Source data

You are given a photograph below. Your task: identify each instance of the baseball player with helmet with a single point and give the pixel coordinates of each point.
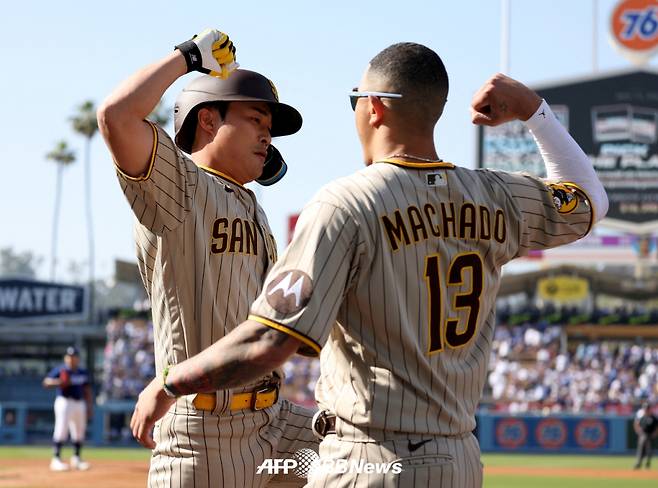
(204, 246)
(392, 277)
(73, 406)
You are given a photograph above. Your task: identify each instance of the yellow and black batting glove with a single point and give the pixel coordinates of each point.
(210, 52)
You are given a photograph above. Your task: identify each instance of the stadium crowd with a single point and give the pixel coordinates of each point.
(530, 369)
(129, 361)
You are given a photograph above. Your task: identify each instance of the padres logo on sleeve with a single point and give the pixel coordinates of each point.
(564, 197)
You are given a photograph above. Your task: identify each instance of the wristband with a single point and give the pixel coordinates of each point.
(169, 391)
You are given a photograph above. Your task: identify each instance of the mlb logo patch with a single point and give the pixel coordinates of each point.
(436, 179)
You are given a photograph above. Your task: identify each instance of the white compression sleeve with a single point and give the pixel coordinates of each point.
(564, 159)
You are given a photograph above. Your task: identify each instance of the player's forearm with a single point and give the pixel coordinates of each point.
(564, 159)
(137, 96)
(248, 353)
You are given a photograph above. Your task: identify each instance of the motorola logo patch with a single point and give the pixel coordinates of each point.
(290, 291)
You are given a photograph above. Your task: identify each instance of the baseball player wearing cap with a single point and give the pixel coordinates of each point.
(392, 277)
(73, 405)
(204, 247)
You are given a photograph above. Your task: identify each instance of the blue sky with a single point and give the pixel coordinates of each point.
(58, 54)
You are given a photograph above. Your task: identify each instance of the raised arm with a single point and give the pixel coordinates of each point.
(502, 99)
(121, 116)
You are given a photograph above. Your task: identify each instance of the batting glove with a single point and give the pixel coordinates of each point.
(210, 52)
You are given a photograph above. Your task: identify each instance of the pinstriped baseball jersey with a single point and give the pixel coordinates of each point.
(204, 247)
(406, 257)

# Problem description
In the copy, no picture may appear; the records themselves must be output exactly.

# Result of this exercise
You are given a photograph below. Your task: identify each instance of the baseball player with helmet with a single point and give the pixel coordinates of each point.
(204, 246)
(392, 277)
(73, 406)
You are given a photograph above. Your task: identify each instance of the yellow and black batting glove with a single point and give the pixel coordinates of each point.
(210, 52)
You are given a photograph above. Your task: identify each instance of the stadium crowd with a single point and give the pixel coordinates of each point.
(530, 369)
(129, 361)
You are given a photograph above. Your task: identify each instance of the padres logo on sleeve with a single point and give the pixel coordinates of each point.
(564, 197)
You are given a photograph above. Your task: identify each instance of the wristband with a single point and give the pixel coordinates of each point.
(169, 391)
You are given a photograph above. Your task: identify each instance of the mlb logo patch with a single point and give the pixel coordinates of each point.
(436, 179)
You are given a photograph above. Your task: identify each instance of the white compression sleeve with a single point and give the pixel coordinates of each point.
(564, 159)
You are given a photograph above. Your task: identify each instance of the player's forearm with a single point and give the pixel coordinates of each point.
(564, 159)
(137, 96)
(248, 353)
You are given a photograph above. Your task: identify each instance of the motorola logo patch with a single point and give the pixel coordinates of each point.
(290, 291)
You are given a photograph above. Your task: identify each instance of the baseball player wearing cap with a single point and give the pixel coordinates of each point.
(392, 277)
(73, 405)
(204, 247)
You are given a photograph above. Your task: identify each instance of the blue sky with a single point and give the pixel coordinates of each point.
(58, 54)
You are given a photograph above. Your task: identify each instance of the raised arm with a single point and give the pixel coordinates of each point.
(502, 99)
(121, 116)
You are given a photograph above. Your task: identify each instance of the batting glove with a single point and give the pixel coordinates of each point.
(210, 52)
You are given a photograph above. Your task: identify each instance of the pinstriped baseball jersey with a single point and give the pixel coordinates of each point.
(204, 247)
(406, 257)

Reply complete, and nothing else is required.